▶ **TASK PROMPT**:
Leave out the pictures and copy every record exactly.

▶ **STORED ROWS**:

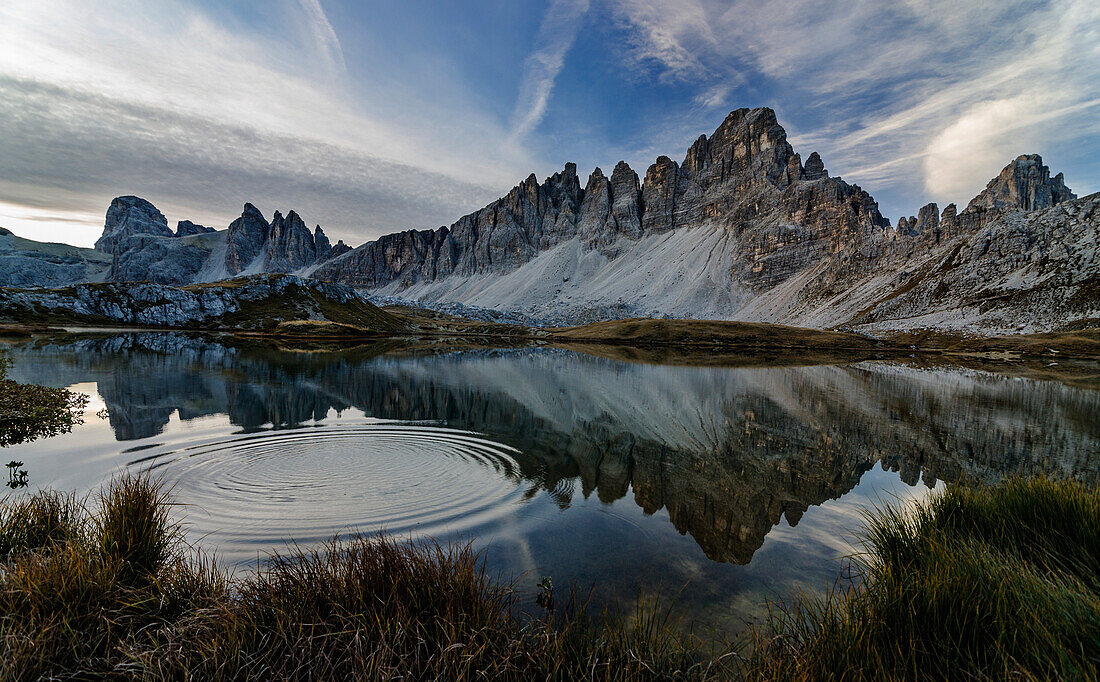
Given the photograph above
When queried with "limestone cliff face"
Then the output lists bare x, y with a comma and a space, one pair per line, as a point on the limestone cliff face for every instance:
129, 216
1024, 184
745, 178
739, 229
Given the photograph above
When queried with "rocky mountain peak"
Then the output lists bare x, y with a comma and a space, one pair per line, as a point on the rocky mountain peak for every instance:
321, 244
129, 216
1024, 184
186, 228
814, 168
245, 239
290, 244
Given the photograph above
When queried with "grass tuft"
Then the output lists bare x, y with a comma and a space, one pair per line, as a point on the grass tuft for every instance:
977, 583
110, 590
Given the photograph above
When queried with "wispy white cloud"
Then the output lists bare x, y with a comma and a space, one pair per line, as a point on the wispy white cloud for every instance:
173, 99
325, 35
922, 96
556, 36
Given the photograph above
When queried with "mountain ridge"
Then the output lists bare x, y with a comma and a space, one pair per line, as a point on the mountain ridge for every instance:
741, 229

▶ **ANSWER TO THIS EXERCISE**:
Given the photograph above
When queried with "limestone cliff face"
Then the output lists bare x, y with a comma and a space, one pair per line, as a point on the limestone cliff face for every instance:
129, 216
1024, 184
745, 178
739, 229
Given the photograph above
When queried with "rocky mountain peak"
Then the output lists bare x, y with a comma and a space, one pair per line, as a point on the rocky mountain peak for every instance:
321, 244
129, 216
1024, 184
186, 228
814, 168
245, 239
290, 244
Given the photograph above
When queried with "grass tuft"
Then the output lists bare x, y with a comma and a space, one pair per line, as a point on the grass tuft for every instance:
977, 583
110, 590
Given the photograph above
When queried with "wispy white cloud"
Then the output lists bare x, y with a comma and a space, one pair per line, as a point on the wispy white cloud for every instance:
173, 99
325, 35
922, 96
556, 36
Given the photograph above
When queried with "mountain ridge"
Then the output lists bare x, y with a comma and a space, one pair per line, as a point on the mountain ridge for every instance:
741, 229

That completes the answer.